Relevés de points étiquetés
--------------------
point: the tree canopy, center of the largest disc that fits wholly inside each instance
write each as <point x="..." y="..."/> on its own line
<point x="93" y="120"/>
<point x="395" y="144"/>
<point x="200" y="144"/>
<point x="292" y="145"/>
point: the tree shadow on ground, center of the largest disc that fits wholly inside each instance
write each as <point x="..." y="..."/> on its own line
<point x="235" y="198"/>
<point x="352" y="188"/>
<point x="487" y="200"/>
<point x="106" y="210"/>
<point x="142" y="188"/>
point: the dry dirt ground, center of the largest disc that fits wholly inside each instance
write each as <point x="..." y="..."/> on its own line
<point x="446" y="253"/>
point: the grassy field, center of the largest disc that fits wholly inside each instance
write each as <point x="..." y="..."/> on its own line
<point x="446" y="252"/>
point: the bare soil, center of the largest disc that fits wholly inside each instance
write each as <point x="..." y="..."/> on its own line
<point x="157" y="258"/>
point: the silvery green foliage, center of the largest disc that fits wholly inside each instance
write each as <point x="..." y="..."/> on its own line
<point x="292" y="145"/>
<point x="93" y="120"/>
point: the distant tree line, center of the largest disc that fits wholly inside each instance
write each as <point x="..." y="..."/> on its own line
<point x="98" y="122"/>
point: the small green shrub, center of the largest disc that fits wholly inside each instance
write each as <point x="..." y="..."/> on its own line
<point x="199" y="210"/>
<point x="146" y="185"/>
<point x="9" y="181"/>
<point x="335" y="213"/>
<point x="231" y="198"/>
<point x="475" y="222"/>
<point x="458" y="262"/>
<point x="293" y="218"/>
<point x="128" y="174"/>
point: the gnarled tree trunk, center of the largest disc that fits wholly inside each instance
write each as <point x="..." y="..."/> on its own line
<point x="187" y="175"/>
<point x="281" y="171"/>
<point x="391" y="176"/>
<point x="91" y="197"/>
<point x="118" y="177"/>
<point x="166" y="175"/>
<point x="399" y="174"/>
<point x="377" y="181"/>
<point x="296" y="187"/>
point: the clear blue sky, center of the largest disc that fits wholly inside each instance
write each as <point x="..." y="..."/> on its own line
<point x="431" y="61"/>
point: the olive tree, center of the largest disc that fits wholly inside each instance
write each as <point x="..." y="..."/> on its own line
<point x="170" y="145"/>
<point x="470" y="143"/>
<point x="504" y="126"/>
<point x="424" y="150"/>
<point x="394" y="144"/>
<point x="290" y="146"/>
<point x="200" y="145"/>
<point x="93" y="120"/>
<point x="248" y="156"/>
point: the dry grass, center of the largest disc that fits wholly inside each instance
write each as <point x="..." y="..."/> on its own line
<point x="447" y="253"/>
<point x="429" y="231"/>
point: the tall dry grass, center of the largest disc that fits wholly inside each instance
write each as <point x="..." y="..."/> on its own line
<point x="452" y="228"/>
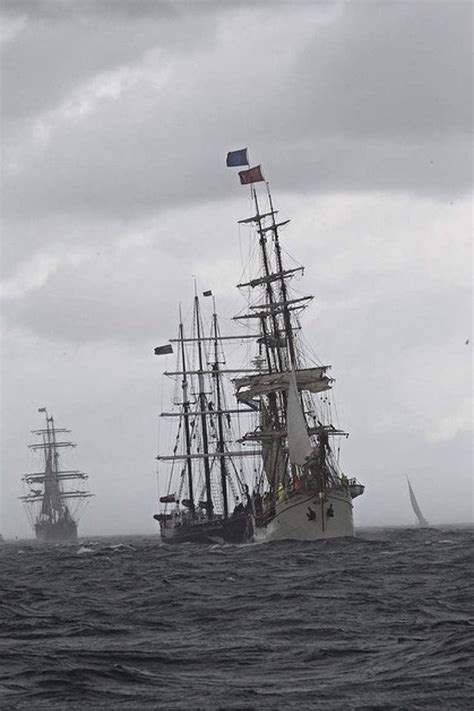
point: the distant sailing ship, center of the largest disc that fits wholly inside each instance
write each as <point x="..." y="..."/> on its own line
<point x="416" y="508"/>
<point x="50" y="492"/>
<point x="298" y="490"/>
<point x="203" y="479"/>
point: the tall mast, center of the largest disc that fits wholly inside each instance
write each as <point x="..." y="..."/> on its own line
<point x="220" y="443"/>
<point x="271" y="298"/>
<point x="284" y="292"/>
<point x="202" y="406"/>
<point x="186" y="404"/>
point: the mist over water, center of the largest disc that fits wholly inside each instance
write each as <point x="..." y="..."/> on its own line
<point x="382" y="621"/>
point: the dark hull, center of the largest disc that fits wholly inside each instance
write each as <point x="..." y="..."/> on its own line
<point x="58" y="532"/>
<point x="236" y="529"/>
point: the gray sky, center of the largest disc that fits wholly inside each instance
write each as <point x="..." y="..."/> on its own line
<point x="116" y="119"/>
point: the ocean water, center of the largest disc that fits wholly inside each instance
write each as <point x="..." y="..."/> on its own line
<point x="383" y="621"/>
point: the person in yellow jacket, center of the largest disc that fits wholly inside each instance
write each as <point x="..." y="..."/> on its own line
<point x="280" y="492"/>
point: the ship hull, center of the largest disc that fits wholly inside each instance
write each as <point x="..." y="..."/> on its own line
<point x="56" y="532"/>
<point x="236" y="529"/>
<point x="310" y="518"/>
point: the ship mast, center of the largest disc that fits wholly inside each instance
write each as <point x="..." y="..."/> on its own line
<point x="52" y="498"/>
<point x="220" y="424"/>
<point x="203" y="408"/>
<point x="186" y="403"/>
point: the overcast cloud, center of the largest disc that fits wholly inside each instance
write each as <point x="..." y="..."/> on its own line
<point x="116" y="119"/>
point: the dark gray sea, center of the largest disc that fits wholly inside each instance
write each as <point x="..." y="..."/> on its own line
<point x="384" y="621"/>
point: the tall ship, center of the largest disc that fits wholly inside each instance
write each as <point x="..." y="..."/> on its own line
<point x="302" y="492"/>
<point x="55" y="496"/>
<point x="287" y="436"/>
<point x="207" y="499"/>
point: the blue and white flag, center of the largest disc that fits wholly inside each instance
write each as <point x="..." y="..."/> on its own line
<point x="237" y="158"/>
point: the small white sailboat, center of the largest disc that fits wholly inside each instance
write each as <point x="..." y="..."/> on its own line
<point x="416" y="508"/>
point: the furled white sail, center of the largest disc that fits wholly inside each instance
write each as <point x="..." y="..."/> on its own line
<point x="421" y="519"/>
<point x="312" y="379"/>
<point x="299" y="445"/>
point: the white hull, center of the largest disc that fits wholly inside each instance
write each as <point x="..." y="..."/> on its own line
<point x="307" y="518"/>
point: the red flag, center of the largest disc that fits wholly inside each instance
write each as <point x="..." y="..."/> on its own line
<point x="254" y="175"/>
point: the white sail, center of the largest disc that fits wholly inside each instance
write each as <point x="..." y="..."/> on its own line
--------------------
*Consigne*: Mettez à jour, s'il vous plaît, la partie des entrées qui va de la ligne contenant « point: the white sail, center » jusqu'à la fin des entrées. Remplacez-y « white » par « blue » et recopiez ces lignes sans rien modifier d'autre.

*Réponse attendue*:
point: the blue sail, center of the largest disc that fits wholly inside each instance
write each as <point x="..." y="..."/> on its own line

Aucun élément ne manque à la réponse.